Pull out each line of the rows below that contains the string "plank", and copy those lines unchanged.

______

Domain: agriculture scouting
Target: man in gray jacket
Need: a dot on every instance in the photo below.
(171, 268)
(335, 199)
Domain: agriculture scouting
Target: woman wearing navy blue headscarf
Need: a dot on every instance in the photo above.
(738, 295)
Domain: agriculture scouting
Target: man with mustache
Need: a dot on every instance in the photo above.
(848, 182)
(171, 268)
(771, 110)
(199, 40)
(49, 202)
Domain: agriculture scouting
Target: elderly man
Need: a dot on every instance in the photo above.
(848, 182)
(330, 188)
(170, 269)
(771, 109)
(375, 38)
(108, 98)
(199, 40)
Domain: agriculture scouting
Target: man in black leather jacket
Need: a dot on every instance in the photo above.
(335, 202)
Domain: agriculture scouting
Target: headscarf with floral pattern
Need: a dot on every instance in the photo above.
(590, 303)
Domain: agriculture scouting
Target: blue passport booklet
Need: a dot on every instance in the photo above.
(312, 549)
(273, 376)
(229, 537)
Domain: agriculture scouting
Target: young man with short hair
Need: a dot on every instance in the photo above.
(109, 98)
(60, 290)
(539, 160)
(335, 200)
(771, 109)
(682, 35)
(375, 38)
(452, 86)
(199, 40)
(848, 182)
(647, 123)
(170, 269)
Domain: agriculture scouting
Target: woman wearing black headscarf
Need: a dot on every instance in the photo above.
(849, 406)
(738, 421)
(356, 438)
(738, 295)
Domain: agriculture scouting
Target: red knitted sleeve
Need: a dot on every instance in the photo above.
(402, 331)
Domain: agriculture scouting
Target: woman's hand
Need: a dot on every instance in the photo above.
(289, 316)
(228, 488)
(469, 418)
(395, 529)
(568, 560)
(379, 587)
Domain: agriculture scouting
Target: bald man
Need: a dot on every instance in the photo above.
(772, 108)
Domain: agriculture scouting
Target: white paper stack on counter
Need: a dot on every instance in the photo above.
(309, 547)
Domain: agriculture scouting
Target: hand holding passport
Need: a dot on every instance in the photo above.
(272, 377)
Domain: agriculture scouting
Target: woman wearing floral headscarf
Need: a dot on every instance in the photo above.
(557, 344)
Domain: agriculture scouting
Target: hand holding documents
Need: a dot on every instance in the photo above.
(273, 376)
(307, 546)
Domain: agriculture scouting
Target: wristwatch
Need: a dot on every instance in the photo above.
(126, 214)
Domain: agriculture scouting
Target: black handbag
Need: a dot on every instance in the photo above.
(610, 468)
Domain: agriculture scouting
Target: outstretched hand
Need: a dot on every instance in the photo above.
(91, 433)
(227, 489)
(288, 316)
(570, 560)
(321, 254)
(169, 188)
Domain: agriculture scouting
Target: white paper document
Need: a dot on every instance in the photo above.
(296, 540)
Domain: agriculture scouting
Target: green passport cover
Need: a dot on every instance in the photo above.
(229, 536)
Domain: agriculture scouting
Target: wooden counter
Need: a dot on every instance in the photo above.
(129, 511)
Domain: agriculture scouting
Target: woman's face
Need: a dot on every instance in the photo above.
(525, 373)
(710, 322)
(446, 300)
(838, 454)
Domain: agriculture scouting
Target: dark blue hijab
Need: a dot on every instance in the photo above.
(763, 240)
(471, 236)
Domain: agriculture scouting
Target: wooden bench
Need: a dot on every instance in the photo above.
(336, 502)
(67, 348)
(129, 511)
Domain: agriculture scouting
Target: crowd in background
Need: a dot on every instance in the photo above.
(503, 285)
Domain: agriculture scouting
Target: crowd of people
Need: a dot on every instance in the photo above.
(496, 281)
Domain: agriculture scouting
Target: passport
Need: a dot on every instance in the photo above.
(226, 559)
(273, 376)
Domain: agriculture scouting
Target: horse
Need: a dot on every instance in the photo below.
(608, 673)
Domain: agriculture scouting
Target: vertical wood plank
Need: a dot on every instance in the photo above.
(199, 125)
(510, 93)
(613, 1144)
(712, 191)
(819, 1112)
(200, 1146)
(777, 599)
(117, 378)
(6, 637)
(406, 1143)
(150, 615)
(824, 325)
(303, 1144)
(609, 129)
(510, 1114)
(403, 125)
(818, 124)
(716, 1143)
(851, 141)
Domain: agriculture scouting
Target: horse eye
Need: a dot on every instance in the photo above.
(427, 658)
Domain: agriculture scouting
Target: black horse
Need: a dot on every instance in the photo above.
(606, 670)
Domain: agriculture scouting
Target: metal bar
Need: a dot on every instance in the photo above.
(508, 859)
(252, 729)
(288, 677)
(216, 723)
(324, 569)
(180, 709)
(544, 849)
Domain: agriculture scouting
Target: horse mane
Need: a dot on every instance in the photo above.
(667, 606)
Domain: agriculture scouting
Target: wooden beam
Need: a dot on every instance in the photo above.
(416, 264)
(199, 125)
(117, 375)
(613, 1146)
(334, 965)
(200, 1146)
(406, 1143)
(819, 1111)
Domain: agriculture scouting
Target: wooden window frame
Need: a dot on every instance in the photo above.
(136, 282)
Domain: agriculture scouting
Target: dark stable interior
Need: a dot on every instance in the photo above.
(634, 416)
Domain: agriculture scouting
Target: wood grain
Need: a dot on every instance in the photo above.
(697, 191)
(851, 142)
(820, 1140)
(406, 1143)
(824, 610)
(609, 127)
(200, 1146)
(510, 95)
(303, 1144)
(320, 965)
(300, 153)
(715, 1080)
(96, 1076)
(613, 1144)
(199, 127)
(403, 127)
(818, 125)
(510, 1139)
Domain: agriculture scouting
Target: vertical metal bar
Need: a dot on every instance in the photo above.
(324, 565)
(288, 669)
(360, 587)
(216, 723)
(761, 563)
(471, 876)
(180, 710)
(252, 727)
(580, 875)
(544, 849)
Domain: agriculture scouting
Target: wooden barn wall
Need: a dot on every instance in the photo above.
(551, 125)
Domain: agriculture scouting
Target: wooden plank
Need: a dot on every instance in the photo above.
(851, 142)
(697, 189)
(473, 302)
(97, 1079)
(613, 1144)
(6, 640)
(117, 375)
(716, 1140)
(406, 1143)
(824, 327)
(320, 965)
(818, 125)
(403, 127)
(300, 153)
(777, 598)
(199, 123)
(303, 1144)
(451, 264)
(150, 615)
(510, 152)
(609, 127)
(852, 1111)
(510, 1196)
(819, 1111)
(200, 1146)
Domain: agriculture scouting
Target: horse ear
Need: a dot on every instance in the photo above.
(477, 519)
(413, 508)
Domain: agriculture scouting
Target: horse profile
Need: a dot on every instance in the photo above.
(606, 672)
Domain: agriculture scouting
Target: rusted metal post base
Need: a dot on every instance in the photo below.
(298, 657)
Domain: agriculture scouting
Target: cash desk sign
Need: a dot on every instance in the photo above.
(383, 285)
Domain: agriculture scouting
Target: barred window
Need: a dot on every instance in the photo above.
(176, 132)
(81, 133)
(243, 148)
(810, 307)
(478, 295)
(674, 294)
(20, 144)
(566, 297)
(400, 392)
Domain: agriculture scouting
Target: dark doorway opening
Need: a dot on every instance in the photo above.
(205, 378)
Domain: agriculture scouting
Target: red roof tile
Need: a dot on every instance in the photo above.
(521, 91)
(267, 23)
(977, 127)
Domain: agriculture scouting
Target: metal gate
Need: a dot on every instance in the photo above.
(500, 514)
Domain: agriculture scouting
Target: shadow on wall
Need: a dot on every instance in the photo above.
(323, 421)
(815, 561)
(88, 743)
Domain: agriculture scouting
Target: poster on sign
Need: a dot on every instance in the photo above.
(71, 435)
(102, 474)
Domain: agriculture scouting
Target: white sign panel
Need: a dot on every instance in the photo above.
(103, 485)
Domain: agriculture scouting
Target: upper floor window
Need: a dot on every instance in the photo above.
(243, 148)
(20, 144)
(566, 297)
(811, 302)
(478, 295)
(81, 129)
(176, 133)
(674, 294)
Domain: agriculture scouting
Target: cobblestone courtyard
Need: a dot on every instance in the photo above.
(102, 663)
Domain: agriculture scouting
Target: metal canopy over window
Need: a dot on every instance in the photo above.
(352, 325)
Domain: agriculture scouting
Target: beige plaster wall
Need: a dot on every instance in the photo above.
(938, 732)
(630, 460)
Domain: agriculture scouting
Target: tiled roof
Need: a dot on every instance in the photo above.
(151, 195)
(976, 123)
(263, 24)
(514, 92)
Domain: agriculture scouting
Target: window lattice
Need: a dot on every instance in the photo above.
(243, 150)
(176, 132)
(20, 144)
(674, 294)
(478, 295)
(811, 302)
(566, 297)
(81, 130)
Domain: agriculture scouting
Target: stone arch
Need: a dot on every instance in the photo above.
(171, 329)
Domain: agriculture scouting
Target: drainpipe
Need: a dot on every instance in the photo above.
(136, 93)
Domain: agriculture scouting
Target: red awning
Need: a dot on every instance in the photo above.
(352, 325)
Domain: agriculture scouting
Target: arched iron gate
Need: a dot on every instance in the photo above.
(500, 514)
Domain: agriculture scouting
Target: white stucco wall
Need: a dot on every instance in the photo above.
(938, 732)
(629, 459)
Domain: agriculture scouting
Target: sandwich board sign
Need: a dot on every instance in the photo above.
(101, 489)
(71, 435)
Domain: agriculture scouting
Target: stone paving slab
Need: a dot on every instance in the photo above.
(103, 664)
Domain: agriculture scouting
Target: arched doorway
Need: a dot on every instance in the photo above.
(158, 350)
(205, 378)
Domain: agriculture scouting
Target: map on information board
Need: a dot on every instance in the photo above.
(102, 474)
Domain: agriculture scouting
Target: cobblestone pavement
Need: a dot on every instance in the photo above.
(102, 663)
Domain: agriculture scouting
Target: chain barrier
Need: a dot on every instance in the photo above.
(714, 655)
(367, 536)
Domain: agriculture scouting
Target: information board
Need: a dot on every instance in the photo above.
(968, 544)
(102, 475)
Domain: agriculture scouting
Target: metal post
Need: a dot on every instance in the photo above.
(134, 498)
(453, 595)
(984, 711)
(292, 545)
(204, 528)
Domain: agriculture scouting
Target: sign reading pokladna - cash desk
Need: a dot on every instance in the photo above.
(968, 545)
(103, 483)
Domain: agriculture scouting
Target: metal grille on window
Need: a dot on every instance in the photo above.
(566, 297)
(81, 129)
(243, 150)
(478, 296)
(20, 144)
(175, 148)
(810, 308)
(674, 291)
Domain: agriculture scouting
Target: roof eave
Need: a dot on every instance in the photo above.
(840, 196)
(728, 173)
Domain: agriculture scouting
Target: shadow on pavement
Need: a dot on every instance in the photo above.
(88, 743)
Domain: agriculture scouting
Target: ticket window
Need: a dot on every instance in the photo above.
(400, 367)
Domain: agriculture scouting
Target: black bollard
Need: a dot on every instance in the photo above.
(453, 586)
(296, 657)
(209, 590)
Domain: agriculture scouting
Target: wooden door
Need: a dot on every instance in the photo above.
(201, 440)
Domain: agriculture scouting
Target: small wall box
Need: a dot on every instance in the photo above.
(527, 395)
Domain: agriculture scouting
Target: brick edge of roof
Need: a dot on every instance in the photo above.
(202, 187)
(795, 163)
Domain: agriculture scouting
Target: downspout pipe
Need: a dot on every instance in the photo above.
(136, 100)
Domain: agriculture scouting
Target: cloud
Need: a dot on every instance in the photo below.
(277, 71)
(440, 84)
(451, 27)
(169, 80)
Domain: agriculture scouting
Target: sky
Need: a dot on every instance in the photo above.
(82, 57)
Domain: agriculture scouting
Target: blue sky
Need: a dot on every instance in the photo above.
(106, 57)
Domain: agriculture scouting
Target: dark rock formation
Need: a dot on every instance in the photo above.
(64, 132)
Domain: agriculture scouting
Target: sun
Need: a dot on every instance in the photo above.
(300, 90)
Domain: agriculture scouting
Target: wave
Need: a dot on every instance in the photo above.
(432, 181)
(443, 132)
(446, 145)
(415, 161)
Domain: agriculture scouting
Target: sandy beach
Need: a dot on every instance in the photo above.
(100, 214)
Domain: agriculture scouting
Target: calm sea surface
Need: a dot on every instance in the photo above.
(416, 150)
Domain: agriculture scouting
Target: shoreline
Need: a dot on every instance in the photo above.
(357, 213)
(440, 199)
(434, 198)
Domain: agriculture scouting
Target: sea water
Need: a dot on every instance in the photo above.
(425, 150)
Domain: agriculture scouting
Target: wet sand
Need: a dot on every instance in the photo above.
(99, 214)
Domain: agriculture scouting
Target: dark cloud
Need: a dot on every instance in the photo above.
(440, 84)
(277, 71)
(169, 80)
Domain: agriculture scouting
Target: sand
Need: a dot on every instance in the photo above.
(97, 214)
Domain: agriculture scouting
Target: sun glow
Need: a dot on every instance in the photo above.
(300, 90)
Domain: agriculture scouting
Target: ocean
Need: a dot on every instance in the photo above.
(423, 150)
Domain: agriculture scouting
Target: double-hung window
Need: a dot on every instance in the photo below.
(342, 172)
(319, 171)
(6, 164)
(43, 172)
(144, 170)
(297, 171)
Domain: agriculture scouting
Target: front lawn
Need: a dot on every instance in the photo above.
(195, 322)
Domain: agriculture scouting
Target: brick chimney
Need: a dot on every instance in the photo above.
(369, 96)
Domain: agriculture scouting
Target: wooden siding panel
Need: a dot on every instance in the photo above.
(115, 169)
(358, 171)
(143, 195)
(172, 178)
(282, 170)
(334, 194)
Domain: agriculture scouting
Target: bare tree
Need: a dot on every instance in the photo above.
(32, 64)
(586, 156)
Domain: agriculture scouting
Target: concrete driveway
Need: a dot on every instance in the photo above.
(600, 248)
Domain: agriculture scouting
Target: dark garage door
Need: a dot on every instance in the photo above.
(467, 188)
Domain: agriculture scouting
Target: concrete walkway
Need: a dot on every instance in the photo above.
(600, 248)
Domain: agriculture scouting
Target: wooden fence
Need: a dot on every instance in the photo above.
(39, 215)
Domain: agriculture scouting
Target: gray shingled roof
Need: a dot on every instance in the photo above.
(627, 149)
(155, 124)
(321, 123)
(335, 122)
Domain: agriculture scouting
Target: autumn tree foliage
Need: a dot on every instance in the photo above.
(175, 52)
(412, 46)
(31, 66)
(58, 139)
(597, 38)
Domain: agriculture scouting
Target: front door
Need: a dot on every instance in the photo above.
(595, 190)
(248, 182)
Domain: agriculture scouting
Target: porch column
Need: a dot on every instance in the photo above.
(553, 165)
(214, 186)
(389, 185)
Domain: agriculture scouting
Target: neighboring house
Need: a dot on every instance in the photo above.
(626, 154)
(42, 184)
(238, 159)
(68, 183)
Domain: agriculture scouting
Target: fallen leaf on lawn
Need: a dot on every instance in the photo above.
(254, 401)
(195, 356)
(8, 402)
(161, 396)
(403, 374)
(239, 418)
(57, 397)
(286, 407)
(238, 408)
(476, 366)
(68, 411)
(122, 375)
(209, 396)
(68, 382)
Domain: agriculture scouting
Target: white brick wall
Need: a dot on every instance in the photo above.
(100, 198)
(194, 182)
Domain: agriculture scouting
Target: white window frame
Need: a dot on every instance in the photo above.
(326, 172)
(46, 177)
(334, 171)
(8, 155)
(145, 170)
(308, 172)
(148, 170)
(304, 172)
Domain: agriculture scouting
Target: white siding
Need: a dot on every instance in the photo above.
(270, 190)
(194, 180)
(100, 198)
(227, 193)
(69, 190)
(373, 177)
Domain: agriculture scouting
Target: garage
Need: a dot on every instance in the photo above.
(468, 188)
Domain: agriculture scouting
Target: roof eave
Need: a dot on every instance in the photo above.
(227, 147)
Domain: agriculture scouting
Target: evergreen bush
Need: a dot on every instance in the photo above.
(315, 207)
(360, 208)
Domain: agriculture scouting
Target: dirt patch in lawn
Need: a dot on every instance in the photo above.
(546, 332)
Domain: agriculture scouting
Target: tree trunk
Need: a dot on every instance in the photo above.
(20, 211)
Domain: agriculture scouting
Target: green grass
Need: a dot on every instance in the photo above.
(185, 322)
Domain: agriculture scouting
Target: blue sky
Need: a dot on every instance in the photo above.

______

* _Solution for this exercise_
Target: vertical wood plank
Target: wooden plank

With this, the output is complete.